Guest post from Mark Jaffe www.mobilemandala.com
Back when I was dating, the cardinal rule was to never phone after the first date until at least three days had passed. The phone was too personal for such a quick contact and you could be seen as too aggressive or worse, too desperate.
Times have changed. Now it is OK to use your phone for contact immediately after the first date, provided you don’t speak into it. Texting something pithy or witty that night, or the following day, can often be viewed as a positive addition to the dating experience.
Now let’s move to the end of the relationship. Breaking up over the phone is not as good as breaking up in person, but not nearly as bad as – OMG! – breaking up via text. Same phone. Same message. Completely different level of cultural acceptability.
We respond to text messages faster than emails, and BBMs faster than texts. Same Phone. Same message. Same textual appearance. Different accepted practice.
It is OK to whip out the phone (among some dining parties) at a restaurant to perform certain tasks – like looking up a sticking point in the conversation – but not others, like answering an email or playing a game. Same phone. Same amount of time “away” from the conversation. Different effect on your friends.

STORED DATA =>
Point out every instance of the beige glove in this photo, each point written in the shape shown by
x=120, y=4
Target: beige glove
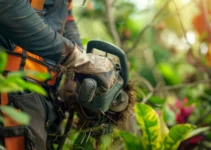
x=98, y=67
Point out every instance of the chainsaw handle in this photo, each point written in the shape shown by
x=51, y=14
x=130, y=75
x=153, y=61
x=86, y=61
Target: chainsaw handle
--
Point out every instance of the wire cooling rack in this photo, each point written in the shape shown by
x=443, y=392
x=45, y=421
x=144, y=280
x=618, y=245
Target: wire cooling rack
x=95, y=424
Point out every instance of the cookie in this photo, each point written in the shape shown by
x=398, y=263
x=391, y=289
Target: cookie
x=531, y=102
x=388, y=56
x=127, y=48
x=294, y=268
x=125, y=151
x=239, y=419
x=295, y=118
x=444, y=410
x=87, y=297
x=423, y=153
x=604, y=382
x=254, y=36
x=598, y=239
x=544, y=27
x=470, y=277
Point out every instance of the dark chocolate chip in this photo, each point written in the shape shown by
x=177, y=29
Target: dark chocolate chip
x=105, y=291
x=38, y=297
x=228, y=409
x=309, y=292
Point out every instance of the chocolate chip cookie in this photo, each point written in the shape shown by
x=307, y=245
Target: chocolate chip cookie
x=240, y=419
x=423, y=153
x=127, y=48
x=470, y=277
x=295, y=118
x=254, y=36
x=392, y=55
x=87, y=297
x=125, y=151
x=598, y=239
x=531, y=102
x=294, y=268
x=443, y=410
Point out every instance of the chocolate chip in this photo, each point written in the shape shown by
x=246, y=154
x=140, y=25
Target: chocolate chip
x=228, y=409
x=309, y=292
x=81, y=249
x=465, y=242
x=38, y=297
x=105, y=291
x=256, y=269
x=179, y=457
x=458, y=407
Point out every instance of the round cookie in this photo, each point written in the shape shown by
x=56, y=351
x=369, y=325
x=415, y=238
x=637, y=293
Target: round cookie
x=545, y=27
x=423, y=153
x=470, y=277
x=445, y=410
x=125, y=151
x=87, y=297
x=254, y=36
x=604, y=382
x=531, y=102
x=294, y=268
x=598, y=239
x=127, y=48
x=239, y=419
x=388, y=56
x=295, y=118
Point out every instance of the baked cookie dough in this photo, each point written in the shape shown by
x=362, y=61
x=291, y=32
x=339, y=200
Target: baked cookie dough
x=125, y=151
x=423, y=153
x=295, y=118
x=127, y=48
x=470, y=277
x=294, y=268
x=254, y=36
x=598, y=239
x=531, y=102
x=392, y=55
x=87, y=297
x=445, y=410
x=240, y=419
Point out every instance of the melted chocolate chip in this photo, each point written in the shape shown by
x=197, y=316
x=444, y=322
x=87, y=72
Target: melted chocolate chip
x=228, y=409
...
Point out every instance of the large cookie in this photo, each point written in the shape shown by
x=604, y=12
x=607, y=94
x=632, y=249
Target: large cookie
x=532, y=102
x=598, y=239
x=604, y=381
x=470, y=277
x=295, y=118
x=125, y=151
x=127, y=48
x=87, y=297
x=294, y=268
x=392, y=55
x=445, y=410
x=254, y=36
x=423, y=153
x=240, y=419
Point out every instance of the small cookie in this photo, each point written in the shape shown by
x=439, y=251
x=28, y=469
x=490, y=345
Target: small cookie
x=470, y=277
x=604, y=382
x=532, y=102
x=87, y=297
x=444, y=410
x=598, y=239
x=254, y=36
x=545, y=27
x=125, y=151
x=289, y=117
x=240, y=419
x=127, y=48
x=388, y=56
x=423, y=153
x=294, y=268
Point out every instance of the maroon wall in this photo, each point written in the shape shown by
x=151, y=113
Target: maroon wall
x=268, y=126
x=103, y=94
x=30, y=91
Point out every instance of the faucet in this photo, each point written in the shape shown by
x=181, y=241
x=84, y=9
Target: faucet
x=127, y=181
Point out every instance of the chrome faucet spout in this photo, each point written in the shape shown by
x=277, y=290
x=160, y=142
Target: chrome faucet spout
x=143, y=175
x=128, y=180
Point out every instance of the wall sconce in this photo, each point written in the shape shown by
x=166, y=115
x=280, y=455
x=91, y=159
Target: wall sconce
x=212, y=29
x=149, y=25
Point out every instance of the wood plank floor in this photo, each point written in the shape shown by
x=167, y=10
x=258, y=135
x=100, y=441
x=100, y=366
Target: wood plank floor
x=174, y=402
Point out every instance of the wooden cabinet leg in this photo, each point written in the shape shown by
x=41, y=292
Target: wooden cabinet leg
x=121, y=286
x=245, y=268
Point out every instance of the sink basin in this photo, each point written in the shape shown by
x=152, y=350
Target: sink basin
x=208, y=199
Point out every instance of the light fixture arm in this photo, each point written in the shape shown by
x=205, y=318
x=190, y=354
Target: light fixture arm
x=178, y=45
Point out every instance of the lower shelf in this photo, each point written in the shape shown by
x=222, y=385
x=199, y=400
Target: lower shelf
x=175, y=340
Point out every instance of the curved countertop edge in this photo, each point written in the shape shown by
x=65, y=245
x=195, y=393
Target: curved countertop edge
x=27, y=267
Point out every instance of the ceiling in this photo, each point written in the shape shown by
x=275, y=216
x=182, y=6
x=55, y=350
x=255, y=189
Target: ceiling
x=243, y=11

REQUESTS =>
1 - In the records, transcribe every line starting at the one that contains "Point out every instance of the beige" and ending with the one that contains "Target: chainsaw handle", including both of those lines. Omit the pictures from your copy.
2 - Pick up the text on phone etiquette right after its last sentence and keep it going.
The records bear no relation to the text on phone etiquette.

RESPONSES BY TASK =>
1 -
Point out every instance of the beige glove in this photo, each point written in the shape shown by
x=120, y=4
Target: beige glove
x=98, y=67
Point out every instance of the chainsaw handle in this photo, each point written in the shape shown by
x=51, y=14
x=130, y=75
x=153, y=61
x=86, y=61
Target: chainsaw handle

2 -
The list goes on and on. What is it about the mobile phone that generates this long list of rules and practices that is not present on our other media?
The mobile phone is not “the third screen.” It is a very personal, interactive, communication ecosystem of which the screen is just one visual component. The mobile phone has developed, and is continually developing, behavioral mores and cultural norms that have very serious implications for marketers. Violate one of those norms, and the consequences can be severe.
Marketers who continue to treat the mobile phone as yet another screen to “repurpose content” or as a quick campaign add-on to “target a hard to reach audience”, do so at their peril. It will be the brands that actively leverage the behavioral use patterns of the mobile phone and their attendant cultural norms that will succeed.
Marshall McLuhan said “The medium is the message” and he couldn’t be more right as it pertains to the mobile phone. The emerging customs, lifestyle behaviors and prevailing standards associated with the use of the mobile phone are unique, real and significant.
When mobile-specific behavior and culture is taken into account, the mobile phone shines as a brilliant addition to a well crafted overall brand marketing strategy – witness AT&T and American Idol.
When ignored, it can have the potential to undo the hard earned trust of the very same brand. AT&T found that out when it violated customer privacy expectations by using the American Idol list. And worst of all, most of the customers who chose to break up with the AT&T brand as a result, didn’t even bother to inform them by sending a text.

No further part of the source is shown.